[Dataset rows on where objects appear]
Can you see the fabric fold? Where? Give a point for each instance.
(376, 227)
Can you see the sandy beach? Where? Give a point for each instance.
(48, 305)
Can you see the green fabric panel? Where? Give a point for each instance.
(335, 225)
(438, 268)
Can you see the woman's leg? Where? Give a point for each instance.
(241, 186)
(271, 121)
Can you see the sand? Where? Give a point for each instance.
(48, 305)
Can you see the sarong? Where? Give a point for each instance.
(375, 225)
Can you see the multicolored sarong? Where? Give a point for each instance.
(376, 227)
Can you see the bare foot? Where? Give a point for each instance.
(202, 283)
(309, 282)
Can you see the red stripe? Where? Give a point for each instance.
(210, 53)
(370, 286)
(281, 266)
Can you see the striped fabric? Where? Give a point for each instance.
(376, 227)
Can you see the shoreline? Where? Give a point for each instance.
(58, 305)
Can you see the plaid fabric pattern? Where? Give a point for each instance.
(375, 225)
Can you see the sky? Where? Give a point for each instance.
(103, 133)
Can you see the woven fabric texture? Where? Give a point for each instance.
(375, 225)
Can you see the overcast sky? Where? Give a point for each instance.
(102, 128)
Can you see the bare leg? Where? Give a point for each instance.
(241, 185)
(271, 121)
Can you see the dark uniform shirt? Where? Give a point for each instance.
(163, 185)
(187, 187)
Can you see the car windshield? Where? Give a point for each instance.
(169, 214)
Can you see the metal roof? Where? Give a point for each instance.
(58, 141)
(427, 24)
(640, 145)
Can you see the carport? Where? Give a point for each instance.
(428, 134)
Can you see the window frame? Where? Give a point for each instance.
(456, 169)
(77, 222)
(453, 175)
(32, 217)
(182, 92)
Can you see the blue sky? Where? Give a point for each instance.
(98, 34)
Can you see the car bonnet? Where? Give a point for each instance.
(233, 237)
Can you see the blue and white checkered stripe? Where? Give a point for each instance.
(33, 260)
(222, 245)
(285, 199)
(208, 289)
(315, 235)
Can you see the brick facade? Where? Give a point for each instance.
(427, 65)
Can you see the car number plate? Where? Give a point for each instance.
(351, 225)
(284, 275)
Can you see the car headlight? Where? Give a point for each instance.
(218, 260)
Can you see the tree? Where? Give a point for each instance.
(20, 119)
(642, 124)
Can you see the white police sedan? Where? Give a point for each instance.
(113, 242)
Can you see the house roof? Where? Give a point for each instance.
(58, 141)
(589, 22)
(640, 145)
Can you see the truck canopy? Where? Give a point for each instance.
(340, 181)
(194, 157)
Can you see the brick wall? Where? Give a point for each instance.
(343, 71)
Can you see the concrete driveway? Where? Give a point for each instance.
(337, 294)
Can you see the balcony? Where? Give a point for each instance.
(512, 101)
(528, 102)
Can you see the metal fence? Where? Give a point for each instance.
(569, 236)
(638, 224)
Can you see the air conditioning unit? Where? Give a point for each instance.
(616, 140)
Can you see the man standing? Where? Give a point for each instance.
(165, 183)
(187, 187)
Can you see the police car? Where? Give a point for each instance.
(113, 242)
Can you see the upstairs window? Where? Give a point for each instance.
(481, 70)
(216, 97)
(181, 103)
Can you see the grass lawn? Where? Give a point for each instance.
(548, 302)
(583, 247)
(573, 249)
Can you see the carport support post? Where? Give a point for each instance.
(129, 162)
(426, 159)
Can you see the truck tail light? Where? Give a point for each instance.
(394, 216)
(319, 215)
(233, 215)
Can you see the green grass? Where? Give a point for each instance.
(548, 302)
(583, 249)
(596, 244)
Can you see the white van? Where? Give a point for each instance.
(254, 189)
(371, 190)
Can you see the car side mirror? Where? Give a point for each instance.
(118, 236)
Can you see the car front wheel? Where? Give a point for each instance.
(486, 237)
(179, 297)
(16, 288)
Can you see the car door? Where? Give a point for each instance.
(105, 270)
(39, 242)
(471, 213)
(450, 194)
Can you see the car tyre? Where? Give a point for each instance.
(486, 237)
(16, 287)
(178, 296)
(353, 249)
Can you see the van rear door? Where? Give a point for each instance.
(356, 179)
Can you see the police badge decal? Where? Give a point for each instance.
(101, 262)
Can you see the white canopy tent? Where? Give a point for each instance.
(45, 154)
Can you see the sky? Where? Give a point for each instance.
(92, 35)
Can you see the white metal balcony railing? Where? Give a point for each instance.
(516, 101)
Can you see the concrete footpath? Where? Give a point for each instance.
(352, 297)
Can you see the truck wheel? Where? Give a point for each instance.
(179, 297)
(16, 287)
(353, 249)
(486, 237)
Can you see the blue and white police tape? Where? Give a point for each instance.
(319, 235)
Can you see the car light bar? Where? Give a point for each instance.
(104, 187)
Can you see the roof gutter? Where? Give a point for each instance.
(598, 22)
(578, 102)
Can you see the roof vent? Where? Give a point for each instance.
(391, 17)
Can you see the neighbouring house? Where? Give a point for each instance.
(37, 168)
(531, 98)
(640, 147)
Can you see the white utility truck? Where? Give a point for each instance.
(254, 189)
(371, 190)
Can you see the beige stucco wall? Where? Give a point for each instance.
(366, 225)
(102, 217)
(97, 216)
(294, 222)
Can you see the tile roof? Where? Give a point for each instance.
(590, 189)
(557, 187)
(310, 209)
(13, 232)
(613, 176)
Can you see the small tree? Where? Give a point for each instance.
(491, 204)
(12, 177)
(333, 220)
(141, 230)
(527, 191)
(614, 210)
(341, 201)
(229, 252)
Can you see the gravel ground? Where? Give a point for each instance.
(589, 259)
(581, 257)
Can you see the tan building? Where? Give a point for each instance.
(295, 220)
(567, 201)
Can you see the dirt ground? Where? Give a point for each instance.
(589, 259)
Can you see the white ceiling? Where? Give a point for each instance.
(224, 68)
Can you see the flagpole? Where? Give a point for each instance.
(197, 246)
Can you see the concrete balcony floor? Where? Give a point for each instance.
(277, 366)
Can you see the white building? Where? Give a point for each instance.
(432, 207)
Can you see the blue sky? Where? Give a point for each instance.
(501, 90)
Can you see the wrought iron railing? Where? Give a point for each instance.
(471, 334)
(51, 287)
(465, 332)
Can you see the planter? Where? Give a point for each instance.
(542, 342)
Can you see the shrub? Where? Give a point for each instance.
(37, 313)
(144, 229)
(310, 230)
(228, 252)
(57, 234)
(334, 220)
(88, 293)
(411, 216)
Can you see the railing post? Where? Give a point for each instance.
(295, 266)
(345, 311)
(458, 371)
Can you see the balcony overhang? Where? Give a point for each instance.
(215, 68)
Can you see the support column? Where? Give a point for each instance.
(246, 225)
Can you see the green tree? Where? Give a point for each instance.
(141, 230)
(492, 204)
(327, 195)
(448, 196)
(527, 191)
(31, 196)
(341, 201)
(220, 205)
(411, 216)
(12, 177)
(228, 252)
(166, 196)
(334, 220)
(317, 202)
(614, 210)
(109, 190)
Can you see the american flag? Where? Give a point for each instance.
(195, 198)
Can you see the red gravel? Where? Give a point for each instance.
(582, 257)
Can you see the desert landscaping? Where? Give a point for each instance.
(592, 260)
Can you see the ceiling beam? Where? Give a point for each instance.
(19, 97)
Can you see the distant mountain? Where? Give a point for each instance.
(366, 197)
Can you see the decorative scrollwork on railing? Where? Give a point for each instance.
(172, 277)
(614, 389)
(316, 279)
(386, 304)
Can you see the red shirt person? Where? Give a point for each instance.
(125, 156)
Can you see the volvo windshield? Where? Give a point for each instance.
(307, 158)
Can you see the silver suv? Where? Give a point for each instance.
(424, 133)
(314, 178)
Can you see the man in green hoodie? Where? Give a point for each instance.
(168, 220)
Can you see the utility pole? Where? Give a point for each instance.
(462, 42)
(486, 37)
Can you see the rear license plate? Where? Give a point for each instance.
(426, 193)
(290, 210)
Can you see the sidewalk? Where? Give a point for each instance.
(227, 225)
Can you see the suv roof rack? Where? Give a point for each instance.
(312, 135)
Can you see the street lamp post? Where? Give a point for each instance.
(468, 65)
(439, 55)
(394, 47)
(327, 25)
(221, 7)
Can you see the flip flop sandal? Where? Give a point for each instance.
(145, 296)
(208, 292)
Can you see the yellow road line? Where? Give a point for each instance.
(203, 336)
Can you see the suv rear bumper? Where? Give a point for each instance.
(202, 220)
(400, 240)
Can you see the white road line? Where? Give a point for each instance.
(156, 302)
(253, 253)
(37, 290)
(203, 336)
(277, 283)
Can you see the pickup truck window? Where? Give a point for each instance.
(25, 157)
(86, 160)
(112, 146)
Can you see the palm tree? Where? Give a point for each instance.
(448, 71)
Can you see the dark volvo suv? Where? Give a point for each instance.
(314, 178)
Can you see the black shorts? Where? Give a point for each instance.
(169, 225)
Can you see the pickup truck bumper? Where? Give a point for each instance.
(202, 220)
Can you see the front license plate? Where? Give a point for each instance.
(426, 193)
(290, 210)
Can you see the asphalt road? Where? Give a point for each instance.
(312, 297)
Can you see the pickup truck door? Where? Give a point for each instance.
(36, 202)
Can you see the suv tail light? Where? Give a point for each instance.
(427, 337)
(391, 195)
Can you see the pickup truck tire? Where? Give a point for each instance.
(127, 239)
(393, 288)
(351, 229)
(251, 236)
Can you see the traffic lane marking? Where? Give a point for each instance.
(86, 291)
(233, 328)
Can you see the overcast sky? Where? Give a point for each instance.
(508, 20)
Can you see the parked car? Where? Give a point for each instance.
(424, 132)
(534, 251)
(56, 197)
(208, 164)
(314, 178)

**WHAT THE EXERCISE ASKS**.
Rewrite everything from the line with "Can you see the pickup truck bumper?" down to the last of the items, replacing "pickup truck" with "delivery van" and leaving all else unchanged.

**FINAL ANSWER**.
Can you see the delivery van bumper? Where? Give a point for each instance.
(202, 220)
Can you see the front license plate? Where? Give a point for each instance.
(426, 193)
(290, 210)
Can you see the asphalt road? Where? Give a point for each instance.
(312, 297)
Can you see the delivery van door? Where? Give a point for each instance.
(36, 202)
Can you see the suv tail light? Where? Give a point for each instance.
(427, 337)
(391, 195)
Can you see the delivery van tire? Where? Give a point for each instance.
(127, 239)
(393, 288)
(351, 229)
(251, 236)
Can you see the traffic lane marking? Where? Give a point for each instance.
(86, 291)
(233, 328)
Can you see the overcast sky? Where? Give a point for each instance.
(508, 20)
Can you see the parked car? Where? Give a point for each instance.
(424, 132)
(534, 251)
(56, 197)
(208, 164)
(314, 178)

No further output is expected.